_Work task:_ Output every entry exactly as written, but omit the pictures.

_Records:_
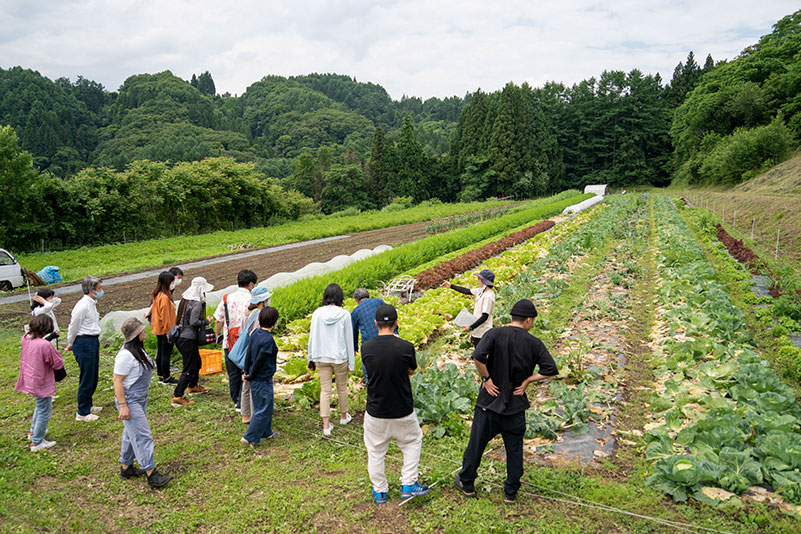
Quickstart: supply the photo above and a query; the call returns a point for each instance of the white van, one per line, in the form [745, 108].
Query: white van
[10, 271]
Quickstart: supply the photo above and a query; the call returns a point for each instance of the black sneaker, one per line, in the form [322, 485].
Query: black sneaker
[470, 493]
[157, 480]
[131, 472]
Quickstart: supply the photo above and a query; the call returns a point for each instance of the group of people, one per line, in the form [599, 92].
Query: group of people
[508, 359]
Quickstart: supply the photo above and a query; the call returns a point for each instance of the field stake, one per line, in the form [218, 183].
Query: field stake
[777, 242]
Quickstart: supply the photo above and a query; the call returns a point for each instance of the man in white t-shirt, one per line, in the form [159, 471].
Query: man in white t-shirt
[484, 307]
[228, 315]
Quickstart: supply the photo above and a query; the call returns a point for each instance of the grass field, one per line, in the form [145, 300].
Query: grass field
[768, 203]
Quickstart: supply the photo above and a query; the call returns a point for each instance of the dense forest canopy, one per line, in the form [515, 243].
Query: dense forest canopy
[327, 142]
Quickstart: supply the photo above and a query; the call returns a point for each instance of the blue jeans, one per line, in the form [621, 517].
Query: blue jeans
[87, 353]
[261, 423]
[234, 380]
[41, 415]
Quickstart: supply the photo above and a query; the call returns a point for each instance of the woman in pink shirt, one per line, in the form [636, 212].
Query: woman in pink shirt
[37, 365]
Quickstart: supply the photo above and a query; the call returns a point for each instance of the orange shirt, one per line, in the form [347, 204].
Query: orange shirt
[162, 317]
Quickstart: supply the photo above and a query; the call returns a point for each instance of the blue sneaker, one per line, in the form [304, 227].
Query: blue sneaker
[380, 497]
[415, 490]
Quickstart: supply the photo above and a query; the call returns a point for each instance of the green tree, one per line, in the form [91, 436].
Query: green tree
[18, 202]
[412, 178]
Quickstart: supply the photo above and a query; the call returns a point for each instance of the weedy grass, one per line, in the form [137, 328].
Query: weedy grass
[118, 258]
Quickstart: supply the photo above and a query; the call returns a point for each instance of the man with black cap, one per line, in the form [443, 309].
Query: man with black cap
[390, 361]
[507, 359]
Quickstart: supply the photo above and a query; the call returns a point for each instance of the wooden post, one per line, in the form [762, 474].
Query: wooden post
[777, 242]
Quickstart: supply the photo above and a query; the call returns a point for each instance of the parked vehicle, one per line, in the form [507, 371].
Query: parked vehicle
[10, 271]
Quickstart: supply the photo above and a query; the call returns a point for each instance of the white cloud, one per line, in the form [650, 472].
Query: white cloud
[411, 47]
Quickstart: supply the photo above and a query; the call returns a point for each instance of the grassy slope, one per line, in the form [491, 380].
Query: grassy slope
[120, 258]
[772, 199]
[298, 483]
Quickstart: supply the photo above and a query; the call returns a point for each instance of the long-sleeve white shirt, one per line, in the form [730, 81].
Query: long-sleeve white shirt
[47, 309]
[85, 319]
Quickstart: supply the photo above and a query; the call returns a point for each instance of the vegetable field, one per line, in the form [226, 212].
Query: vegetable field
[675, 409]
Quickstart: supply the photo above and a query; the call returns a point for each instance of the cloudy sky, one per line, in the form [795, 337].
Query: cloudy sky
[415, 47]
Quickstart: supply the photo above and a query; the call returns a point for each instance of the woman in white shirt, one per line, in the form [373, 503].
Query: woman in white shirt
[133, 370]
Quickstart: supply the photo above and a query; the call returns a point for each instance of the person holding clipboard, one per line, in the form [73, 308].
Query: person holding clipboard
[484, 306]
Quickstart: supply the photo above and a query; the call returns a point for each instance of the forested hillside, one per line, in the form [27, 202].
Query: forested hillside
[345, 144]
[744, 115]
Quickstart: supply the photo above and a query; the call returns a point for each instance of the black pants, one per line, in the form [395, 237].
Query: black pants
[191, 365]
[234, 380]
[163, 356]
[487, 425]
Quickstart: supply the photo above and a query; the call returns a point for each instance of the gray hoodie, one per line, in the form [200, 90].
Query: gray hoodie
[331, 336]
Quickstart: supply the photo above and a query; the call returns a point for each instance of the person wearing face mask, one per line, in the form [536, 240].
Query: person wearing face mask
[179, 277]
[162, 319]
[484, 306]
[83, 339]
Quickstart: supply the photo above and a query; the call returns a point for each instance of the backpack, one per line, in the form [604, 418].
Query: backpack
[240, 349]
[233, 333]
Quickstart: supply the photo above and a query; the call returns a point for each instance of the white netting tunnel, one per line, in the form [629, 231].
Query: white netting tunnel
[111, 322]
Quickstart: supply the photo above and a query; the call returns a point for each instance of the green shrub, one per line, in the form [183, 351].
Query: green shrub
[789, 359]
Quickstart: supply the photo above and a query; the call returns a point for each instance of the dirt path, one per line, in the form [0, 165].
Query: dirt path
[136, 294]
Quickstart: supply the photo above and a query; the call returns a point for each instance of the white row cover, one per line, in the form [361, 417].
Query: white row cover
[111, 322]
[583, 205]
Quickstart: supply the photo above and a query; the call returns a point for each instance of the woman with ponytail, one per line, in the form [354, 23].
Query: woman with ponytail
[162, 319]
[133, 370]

_Response to the task:_
Quickstart: supply the photo above and a query; the call returns a point for each instance of the white van, one per line, in the form [745, 108].
Query: white van
[10, 271]
Quickstart: supply the photo above and a query; the call returns a point for each instance of the black sneaker, one per line, in the form [322, 485].
Query: black sneaker
[470, 493]
[157, 480]
[131, 472]
Quickstart: supply the photo above and a query; the call returns a point for each instance of the group of people, one per line, in the form [599, 92].
Query: group of people
[508, 359]
Quickstart: supply the photo above and a query; the call returns a point for each instance of the field stake, one per line, in the form [218, 183].
Query: field stake
[777, 242]
Quickstart: supply the photo above and a query; the call returns a point for each instance of the man in white t-shirt, one per line, in the form [159, 471].
Query: man in white t-shirt
[484, 307]
[228, 315]
Quickstart: supply the photo above and a query; the call returns a point for each instance of the grass field, one per line, in the form [145, 300].
Query: grass field
[768, 203]
Quickstart: supply the photo above and a query; the call returns a point for each instance of the dense forest canopy, one per line, in the form [515, 243].
Query: dense forest canopy
[327, 142]
Quickstart: supply the photo above and a query; the call returns a point for each instance of the blue jeans, one per line, in the form [621, 517].
Query: blue jeans
[87, 353]
[261, 423]
[234, 380]
[41, 415]
Quickstart: supply the photo above and a query; the call returns a point for each instance of the woman in pink shirt, one per line, in the form [636, 212].
Query: woman in pink shirt
[37, 365]
Quickstart: supply the photo above and a query; the call returns a point for each instance of the orange shirt, one per line, in the form [347, 204].
Query: orange shirt
[162, 317]
Quickstart: supply the photo above and a query; the call returns a point for each instance of the blue sneaker, one per line, in the form [304, 227].
Query: blue sneaker
[380, 497]
[415, 490]
Quickstart: supply the photo above and a query; the call returns a point for each instance of the green tree, one per line, in the form [91, 436].
Query: green tree
[18, 202]
[412, 178]
Quickstart: supply the photo above and a query; the call returns a point for each instance of the weedy grass, one per line, in the form [137, 328].
Query: weedy grass
[118, 258]
Quickstart: supply the photo above and a query; the call returns a point for each instance of the man with black cap, one per line, in the form [443, 309].
Query: man with black cap
[390, 361]
[507, 359]
Quickstart: supply the photo above and a query; the call returns a point for each instance of the wooden post, one per line, in the form [762, 474].
Query: wooden post
[777, 242]
Quickstart: supply the photo above and a query; the call returns a point for each instance of the parked vehicle, one per line, in the form [507, 371].
Query: parked vehicle
[10, 271]
Quickstart: supply the photo above and a query; the call returns a point for each instance of the white cloud, one per line, in the form [650, 472].
Query: white cloud
[411, 47]
Quickstart: supply the photo above and a query; the call returns a point for each instance of the grassy slope, one per line, in the form [491, 380].
Query: grassy slope
[120, 258]
[772, 199]
[298, 483]
Quickstart: supply the photo above and a query; the call returns a point for each instance of the long-sleeve white shirt, one per line, in the form [730, 81].
Query: long-sleeve white shirt
[47, 309]
[85, 319]
Quickstart: supply the photo above and a query; the call returns a point for each instance of the vegetable field, one per line, in the form [226, 212].
Query: vegetable field
[675, 409]
Quickstart: supply the photo above and a query; the call returns a point for each instance of the cloudy sky, one per line, in the form [795, 337].
Query: cloudy sky
[415, 47]
Quickstart: supply the photo above and a query; the call returns a point for each instance of the woman in white shirt, one per line, in the form [373, 503].
Query: woman in white shirt
[133, 370]
Quickstart: supply the photo above and a query; the call returns a point for each instance of the person holding clipboard, one per line, in the form [73, 308].
Query: person holding clipboard
[484, 306]
Quickstart: supply the photo above and a query; the call returns a point for each instance of the forested hillside, one per line, in the form [27, 202].
Query: forested hillside
[345, 144]
[744, 115]
Quickstart: supply the photo above and a query; the call returns a point for each instance of the black pants, one per line, in the form [395, 237].
Query: black pants
[191, 365]
[234, 380]
[163, 356]
[487, 425]
Quickstart: supply the photo above and a query; the call returns a point for each instance of the gray hoodie, one per line, in the form [200, 90].
Query: gray hoodie
[331, 336]
Quickstart: supply the photo above and a query; the call returns a point for each instance of the person wearing face mask, one per line, in the form [536, 240].
Query: person wearing face mask
[179, 277]
[162, 319]
[484, 306]
[83, 339]
Quickstart: supply the photo above and a query; the call returns a point for each instance of the backpack, one per line, in the form [604, 418].
Query: backpack
[240, 349]
[233, 333]
Quickstart: supply the photo above and a query; the call returns a point for each instance of the white netting tunnel, one per line, in the form [629, 231].
Query: white netting tunnel
[111, 322]
Quickstart: supply the photo above and a query; the call returns a point for each instance of the green shrub, one per line, in the form [183, 351].
Query: green shrub
[789, 359]
Quickstart: supply the photo above and a query; the call returns a point for each instance of the dirt path, one per line, in the form [0, 165].
Query: dirt path
[136, 294]
Quickstart: supply the photo above and a query; the call returns a point for each instance of the white row cover, one per line, in the form [361, 417].
Query: white row cover
[111, 322]
[583, 205]
Quickstart: supply the photo above and a query; the call returns a point for each instance of the woman with ponytail, one per line, in the form [354, 23].
Query: woman with ponytail
[162, 319]
[133, 370]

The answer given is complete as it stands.